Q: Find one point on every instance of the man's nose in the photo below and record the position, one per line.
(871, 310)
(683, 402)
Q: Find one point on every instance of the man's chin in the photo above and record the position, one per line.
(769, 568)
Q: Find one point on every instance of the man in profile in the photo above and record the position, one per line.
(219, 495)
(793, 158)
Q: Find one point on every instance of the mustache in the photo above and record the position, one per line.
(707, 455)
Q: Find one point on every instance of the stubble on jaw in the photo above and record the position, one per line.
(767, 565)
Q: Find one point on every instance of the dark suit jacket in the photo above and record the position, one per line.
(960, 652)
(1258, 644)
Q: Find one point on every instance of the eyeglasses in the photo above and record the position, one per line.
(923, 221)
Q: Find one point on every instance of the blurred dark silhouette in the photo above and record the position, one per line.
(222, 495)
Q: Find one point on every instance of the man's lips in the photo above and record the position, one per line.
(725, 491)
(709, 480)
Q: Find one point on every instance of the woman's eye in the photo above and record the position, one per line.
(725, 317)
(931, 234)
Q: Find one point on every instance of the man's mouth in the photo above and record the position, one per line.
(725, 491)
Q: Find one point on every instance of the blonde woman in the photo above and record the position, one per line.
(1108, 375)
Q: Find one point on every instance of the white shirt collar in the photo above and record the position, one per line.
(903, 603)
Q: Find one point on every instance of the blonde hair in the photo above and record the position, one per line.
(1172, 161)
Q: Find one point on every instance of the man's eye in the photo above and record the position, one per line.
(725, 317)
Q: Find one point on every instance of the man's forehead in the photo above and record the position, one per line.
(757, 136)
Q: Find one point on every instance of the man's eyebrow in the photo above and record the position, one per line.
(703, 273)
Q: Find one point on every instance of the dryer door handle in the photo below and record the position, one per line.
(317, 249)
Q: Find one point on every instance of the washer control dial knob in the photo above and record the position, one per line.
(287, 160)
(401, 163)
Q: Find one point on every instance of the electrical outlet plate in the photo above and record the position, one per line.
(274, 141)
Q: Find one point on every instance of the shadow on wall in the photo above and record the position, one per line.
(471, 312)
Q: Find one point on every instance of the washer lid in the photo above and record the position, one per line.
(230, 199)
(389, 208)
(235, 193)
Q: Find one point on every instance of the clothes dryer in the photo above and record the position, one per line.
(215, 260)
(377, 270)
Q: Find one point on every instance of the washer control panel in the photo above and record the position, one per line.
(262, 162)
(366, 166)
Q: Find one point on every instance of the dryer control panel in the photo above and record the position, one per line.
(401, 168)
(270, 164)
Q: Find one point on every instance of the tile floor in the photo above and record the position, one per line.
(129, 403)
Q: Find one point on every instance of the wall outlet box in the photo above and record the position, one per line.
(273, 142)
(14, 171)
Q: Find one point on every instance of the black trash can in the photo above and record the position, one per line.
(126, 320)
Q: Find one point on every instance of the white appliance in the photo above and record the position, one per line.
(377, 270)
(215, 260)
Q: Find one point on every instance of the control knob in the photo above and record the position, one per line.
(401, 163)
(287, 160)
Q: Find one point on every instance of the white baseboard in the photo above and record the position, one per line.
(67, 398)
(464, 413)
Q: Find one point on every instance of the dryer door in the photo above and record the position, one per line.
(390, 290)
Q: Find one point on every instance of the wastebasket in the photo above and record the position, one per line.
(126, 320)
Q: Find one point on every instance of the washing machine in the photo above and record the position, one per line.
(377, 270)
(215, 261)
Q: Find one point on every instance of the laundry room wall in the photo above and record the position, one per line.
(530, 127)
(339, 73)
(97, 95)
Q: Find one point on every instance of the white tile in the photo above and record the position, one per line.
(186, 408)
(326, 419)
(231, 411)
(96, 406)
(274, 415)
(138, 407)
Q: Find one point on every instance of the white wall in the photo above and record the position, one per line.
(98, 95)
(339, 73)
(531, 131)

→ **Required task**: Can you copy the whole listing above line for line, leaving nothing changed?

→ **Output for this exercise**:
Q: Find one point on every instance of the man's nose in the photo below and record the position, one per line.
(871, 310)
(683, 402)
Q: Find one point on every instance of the man's chin in the photo above and record the position, one per line.
(769, 568)
Q: Find one point on every instance of the man in profile in the photo above and record the position, one per line.
(219, 495)
(793, 158)
Q: Find one point on every instance of the mustache in the photo above and record the position, one per line.
(707, 455)
Q: Find one point on every instance of the stubble on jaw in the photo above and record the position, one per line.
(767, 565)
Q: Find one point on every instance of the dark suit jacket in the photo above and record the position, one per line.
(960, 652)
(1258, 644)
Q: Find one point on every instance of the eyeglasses in the photo above and record the position, one per line.
(923, 221)
Q: Find one point on every instance of the blurred dark silhouette in the photo above and record the position, one per line.
(222, 495)
Q: Find one point on every instance of the man's lips in the photo above and record the position, one per line.
(725, 491)
(709, 480)
Q: Find one point on every instance of the woman's eye in the photo above and record the position, one per line.
(725, 317)
(931, 234)
Q: Find one point on every instance of the man's mouth in the photo above and record the position, one per line.
(725, 491)
Q: Find one point on every instance of the blonde woman in the photo above and record the position, one per line.
(1108, 375)
Q: Find one point on every instance of the white shirt collar in the photo above and record the position, one per line.
(903, 603)
Q: Find one point on every instance of the blonde hair in the photo above and record the position, one per line.
(1172, 161)
Q: Find one point on every instance of the man's eye in the photo above and record the position, one per line.
(725, 317)
Q: Find one point on every instance of the man's forehead in the photo above and record the position, one per line.
(757, 136)
Q: Find one point on every instance of the man's eyebrow in the photo above and record the position, one per line.
(703, 273)
Q: Find one point on every instance of the dryer door handle in the photo below and record the position, one per line.
(317, 249)
Q: Find one point on every instance of the washer control dial knob in the photo above and record the position, one per line.
(287, 160)
(401, 163)
Q: Find one point on every instance of the electrical outlet plate in the photo above and record the position, one per line.
(274, 141)
Q: Find one point on every instance of the shadow on wall in the photo above and record the position, one per line.
(471, 312)
Q: Find one point on every instance of the washer lid in the photo above and record the position, one per line.
(230, 199)
(389, 208)
(235, 193)
Q: Find one point on every instance of the clothes dryer in the photo above and record the position, one per line.
(215, 260)
(377, 270)
Q: Find one point on every instance of the washer control panel in the photo above and record the position, one per line.
(262, 162)
(366, 166)
Q: Find one point on every instance of the dryer control panel in the photo above and record the position, one per line.
(401, 168)
(270, 164)
Q: Find one point on every instance of the tile floor in the photo above and record the position, one per line.
(129, 403)
Q: Find one point on every instance of the wall outlet box in the photo above and record the position, one per line.
(273, 142)
(14, 171)
Q: Find one point on every instance of the black trash can in the photo above and record the position, one per line.
(126, 320)
Q: Find one point on every instance of the white appliance in the photo above and record the position, one per line.
(377, 270)
(215, 260)
Q: Find one point on every instance of the control knob in the photo above and record the position, one per line.
(401, 163)
(287, 160)
Q: Find one point on every instance of the white baseboard in the photo above and record the position, one per line.
(67, 398)
(464, 413)
Q: Find one point on every instance of the dryer door in the photo above and record the position, one per line.
(390, 290)
Q: Find one point on every instance of the wastebasket in the photo above and record the position, one per line.
(126, 320)
Q: Find one point on every instance of the washing machine in the photo above and record the position, one per line.
(377, 270)
(215, 261)
Q: Find one point on every instance of the laundry room wall in the photo above and record the position, one per line.
(530, 127)
(339, 73)
(97, 95)
Q: Find one point on every instance of the white tile in the photo above and record the position, one per line.
(186, 408)
(326, 419)
(231, 411)
(96, 406)
(274, 415)
(138, 407)
Q: Find one point on every instance of the white wall in the photo above and record the position, one per line.
(98, 95)
(339, 73)
(531, 131)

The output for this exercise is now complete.